**GESTELLTE AUFGABE 1:** Zeige jede Zeile aus den Zeilen unten, in der die Zeichenfolge „woman“ vorkommt.

**ANGEZEIGTER TEXT:**
§

Neuordnung in Ägypten: Rückschlag für Islamisten

Die Arbeit der Verfassunggebenden Versammlung wird ausgesetzt. Liberale Politiker, Kopten und Wissenschaftler hatten das Gremium aus Protest verlassen.

Der ursprüngliche Demokratiefahrplan für Ägypten – erst die Verfassung, dann Präsidentschaftswahl – kann nicht eingehalten werden. Bild: reuters

KAIRO taz | Das Oberste Verwaltungsgericht in Kairo hat die von der Muslimbruderschaft dominierte Verfassunggebende Versammlung aufgelöst. Die liberalen Kläger haben sich damit durchgesetzt, doch der Sieg könnte den Übergang zur Demokratie in Ägypten gefährden.

Das Verwaltungsgericht hatte sich am Dienstag der Argumentation einer Gruppe oppositioneller Anwälte angeschlossen, die gegen die Zusammensetzung der Versammlung geklagt hatten. Sie war von Mitgliedern islamistischer Parteien dominiert. Die meisten liberalen Politiker sowie Mitglieder der koptischen Kirche und der Al-Azhar-Universität hatten das Gremium aus Protest verlassen. „Es ist ein großer Schritt vorwärts für uns“, sagt Nadim Amin, Mitarbeiter von einem der Hauptkläger. „Wir wollen eine Verfassunggebende Versammlung, die die ganze Gesellschaft repräsentiert.“

Die Freiheits- und Gerechtigkeitspartei (FJP) der Muslimbruderschaft teilte in einer offiziellen Stellungnahme mit, dass sie die Gerichtsentscheidung akzeptiert. Ein Anwalt der Muslimbruderschaft kündigte hingegen an, Einspruch zu erheben.

„Die Islamisten sind die großen Verlierer des Gerichtsbeschlusses“, sagt Namira Negm, politische Analystin an der Amerikanischen Universität in Kairo. „Was sie jetzt machen, sind nur Manöver. Die FJP sagt, sie würde die Entscheidung akzeptieren, während die Führung der Muslimbruderschaft sagt, sie will in Berufung gehen. Auf diese Weise wollen sie sich alle Möglichkeiten offenhalten.“

Die Entscheidung des Verwaltungsgerichts ist nur vorläufig. Eine höhere Instanz muss letztlich entscheiden, wie die Verfassunggebende Versammlung gewählt werden soll. Ob dies das Oberste Verfassungsgericht oder der herrschende Militärrat sein wird, darüber sind Politiker und Beobachter uneins. Klar ist aber, dass der ursprüngliche Demokratiefahrplan – erst die Verfassung, dann Präsidentschaftswahlen – nicht eingehalten werden kann. Bereits am 23./24. Mai soll die erste Runde der Präsidentschaftswahlen stattfinden.

§

**ERFASSTE DATEN:**

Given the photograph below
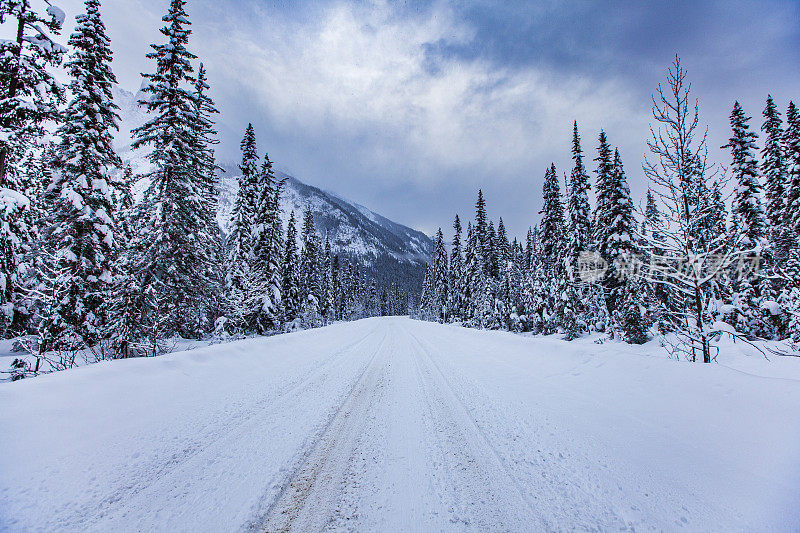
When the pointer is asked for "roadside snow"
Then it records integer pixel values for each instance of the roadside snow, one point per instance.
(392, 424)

§

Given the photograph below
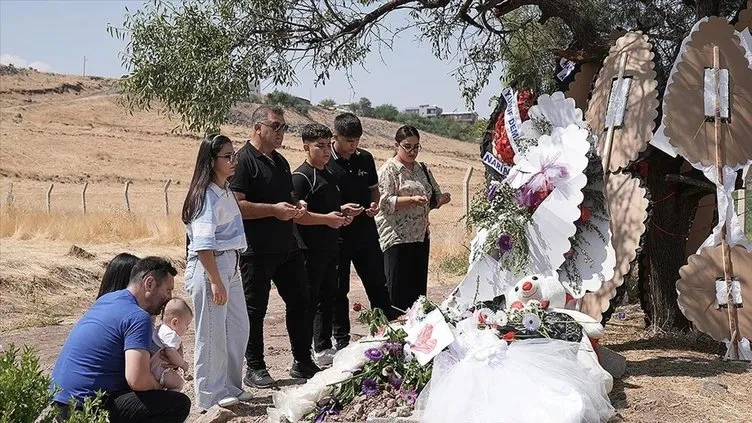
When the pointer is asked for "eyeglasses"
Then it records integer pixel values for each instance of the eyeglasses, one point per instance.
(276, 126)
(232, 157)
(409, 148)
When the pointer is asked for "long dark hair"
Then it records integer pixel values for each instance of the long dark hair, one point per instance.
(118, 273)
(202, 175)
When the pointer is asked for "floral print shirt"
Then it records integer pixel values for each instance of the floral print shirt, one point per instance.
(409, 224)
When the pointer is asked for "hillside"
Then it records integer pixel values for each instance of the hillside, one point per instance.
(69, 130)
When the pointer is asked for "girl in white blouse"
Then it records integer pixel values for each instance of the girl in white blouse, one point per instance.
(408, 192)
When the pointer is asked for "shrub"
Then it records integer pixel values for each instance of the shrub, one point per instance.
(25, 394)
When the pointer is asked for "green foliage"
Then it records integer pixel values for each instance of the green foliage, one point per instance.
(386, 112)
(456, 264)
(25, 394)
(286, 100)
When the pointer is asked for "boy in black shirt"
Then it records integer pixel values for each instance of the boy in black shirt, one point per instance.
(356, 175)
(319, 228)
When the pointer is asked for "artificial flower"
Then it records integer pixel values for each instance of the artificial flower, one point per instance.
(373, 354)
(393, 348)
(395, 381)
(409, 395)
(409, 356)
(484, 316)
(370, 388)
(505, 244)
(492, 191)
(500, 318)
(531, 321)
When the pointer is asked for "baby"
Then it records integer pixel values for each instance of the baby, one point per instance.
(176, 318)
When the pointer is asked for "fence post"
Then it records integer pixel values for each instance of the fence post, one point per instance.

§

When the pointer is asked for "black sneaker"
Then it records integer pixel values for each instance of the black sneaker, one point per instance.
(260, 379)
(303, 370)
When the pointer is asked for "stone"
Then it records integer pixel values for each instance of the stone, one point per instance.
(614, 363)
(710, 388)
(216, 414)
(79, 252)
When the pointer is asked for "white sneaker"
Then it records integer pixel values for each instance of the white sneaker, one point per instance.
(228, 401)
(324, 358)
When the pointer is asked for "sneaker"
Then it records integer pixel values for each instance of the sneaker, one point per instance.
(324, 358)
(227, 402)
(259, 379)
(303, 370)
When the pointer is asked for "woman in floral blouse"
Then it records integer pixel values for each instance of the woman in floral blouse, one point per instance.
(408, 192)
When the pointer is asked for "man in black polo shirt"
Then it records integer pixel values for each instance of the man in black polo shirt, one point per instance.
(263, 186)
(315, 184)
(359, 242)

§

**GESTELLTE AUFGABE 2:** Wann soll laut dem Artikel über Ägypten die erste Runde der Präsidentschaftswahlen stattfinden?

**LÖSUNG 1:**
When the pointer is asked for "woman in floral blouse"
Then it records integer pixel values for each instance of the woman in floral blouse, one point per instance.

**LÖSUNG 2:** Am 23./24. Mai.